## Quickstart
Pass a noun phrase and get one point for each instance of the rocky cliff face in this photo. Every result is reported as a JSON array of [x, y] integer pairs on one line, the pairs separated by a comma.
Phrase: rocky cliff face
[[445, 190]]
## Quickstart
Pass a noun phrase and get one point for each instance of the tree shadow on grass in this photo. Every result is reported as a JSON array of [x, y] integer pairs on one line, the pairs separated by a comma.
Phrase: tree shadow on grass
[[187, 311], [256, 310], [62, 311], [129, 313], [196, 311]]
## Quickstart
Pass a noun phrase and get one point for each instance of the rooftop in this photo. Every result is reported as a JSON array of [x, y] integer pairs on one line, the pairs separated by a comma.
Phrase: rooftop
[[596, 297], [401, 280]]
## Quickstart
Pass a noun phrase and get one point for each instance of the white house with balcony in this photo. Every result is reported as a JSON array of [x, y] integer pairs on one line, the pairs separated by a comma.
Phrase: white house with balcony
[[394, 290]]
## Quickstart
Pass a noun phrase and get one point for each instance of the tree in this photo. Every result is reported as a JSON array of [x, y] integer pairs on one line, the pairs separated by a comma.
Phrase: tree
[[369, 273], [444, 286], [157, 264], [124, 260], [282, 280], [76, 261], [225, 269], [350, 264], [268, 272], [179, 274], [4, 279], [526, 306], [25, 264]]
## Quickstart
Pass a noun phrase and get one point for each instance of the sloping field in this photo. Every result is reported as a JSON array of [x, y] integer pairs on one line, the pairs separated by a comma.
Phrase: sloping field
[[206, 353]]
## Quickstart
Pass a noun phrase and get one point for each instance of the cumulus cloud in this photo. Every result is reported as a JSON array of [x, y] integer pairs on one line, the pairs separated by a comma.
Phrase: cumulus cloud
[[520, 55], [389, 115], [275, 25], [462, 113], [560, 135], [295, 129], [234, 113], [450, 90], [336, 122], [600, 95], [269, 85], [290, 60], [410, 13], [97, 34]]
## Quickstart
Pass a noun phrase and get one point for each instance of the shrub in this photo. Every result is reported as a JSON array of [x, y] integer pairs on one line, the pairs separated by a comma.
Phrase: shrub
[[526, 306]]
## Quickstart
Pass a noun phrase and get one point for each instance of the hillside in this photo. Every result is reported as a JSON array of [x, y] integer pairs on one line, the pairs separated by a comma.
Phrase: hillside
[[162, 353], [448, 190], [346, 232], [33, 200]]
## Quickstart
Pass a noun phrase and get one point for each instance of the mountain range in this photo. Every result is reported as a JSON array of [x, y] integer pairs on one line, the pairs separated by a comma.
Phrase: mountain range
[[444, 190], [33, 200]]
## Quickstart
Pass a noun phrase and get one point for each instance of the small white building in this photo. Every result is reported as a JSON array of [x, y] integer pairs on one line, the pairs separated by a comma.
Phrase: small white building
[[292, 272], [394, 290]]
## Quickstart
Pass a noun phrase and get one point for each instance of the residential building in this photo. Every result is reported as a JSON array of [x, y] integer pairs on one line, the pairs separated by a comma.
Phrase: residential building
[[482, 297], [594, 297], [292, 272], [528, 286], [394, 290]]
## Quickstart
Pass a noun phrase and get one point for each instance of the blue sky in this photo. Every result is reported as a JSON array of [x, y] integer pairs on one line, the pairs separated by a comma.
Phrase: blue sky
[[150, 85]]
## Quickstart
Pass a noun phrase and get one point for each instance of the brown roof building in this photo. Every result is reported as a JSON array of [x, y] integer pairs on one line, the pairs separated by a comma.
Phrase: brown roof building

=======

# [Aim of the exercise]
Put every line of the records above into a numbered list and leave out any blank lines.

# [Written solution]
1. ## Quickstart
2. Pass a noun phrase and get one point for each instance of the rocky cliff face in this photo. Every result is reported as a JSON array of [x, y] integer pairs on one line, the pairs separated by a comma.
3. Phrase: rocky cliff face
4. [[445, 190]]
5. ## Quickstart
6. Pass a noun phrase and get one point for each instance of the tree shadow on grass in this photo. Every result is reported as a JSON array of [x, y] integer pairs on one line, the pairs separated by a comma.
7. Phrase: tree shadow on grass
8. [[187, 311], [256, 310], [62, 311], [129, 313], [196, 311]]
9. ## Quickstart
10. Pass a noun phrase and get one point for each instance of the rooftop in this photo. Every result is reported as a JSON array of [x, y] integer pairs on one line, the pairs separated by a comma.
11. Phrase: rooftop
12. [[596, 297], [401, 280]]
13. ## Quickstart
14. Pass a noun phrase and get one point for each instance of the white house with balcony in this photo. Every result is reported as a JSON array of [x, y] integer pairs on one line, the pairs separated by a comma.
15. Phrase: white house with balcony
16. [[394, 290]]
17. ## Quickstart
18. Pass a noun phrase and get one point for each instance of the tree in this photo. Every result is reported as a JSON array of [x, y] integer pairs on one line, the pairs separated by a comma.
19. Phrase: tree
20. [[369, 273], [444, 286], [157, 264], [124, 260], [282, 280], [76, 261], [225, 269], [350, 264], [268, 272], [179, 274], [4, 279], [526, 306], [25, 264]]
21. ## Quickstart
22. Pass a noun phrase and get one point for each instance of the sloping field in this photo. Every result is reported as a JSON array of [x, y] integer pairs on one line, the pairs separated by a comma.
23. Phrase: sloping field
24. [[206, 353]]
25. ## Quickstart
26. Pass a noun phrase and get one point for each instance of the cumulus cloud in this photo. Every result is reported as a JSON array of [x, y] integer pairs on one line, the pairs separated by a comma.
27. Phrase: cumulus cloud
28. [[520, 55], [389, 115], [275, 25], [462, 113], [560, 135], [295, 129], [234, 113], [450, 90], [336, 122], [600, 95], [269, 85], [290, 60], [410, 13], [97, 34]]
29. ## Quickstart
30. Pass a noun phrase and get one point for each instance of the shrub in this photo. Every result is reported as a JSON array of [x, y] integer pairs on one line, the pairs separated by a comma.
31. Phrase: shrub
32. [[526, 306]]
33. ## Quickstart
34. Pass a noun phrase and get one point for each instance of the hillside in this photo. Every result is reported as a JSON array of [x, y] integer pairs on one line, the pairs separated by a comma.
35. Phrase: hillside
36. [[162, 353], [448, 190], [346, 232], [33, 200]]
37. ## Quickstart
38. Pass a noun phrase and get one point for each instance of the mountain range in this photo. Every result is reported as a JSON array of [x, y] integer pairs on one line, the pairs separated by a comma.
39. Phrase: mountain range
40. [[444, 190], [33, 200]]
41. ## Quickstart
42. Pass a noun phrase and get one point for each instance of the small white building in this photo. Every result is reported as a JSON array of [x, y] integer pairs on one line, the pairs separated by a comma.
43. Phrase: small white building
44. [[292, 272], [394, 290]]
45. ## Quickstart
46. Pass a noun phrase and get one point for each instance of the residential building in this photo. Every result is reported as a JSON array of [x, y] integer pairs on one line, the pairs separated by a comma.
47. Phrase: residential building
48. [[482, 297], [594, 297], [292, 272], [528, 286], [394, 290]]
49. ## Quickstart
50. Pass a noun phrase and get one point for each instance of the blue sky in this photo. Every result is reported as a JSON array of [x, y] integer pairs on one line, the pairs separated by a comma.
51. Phrase: blue sky
52. [[150, 85]]
53. ## Quickstart
54. Pass a noun phrase and get one point for each instance of the brown roof building in this photo. Every result is reported as a JSON array of [x, y] integer pairs on one line, the pairs separated by a comma.
55. Phrase: brown roof building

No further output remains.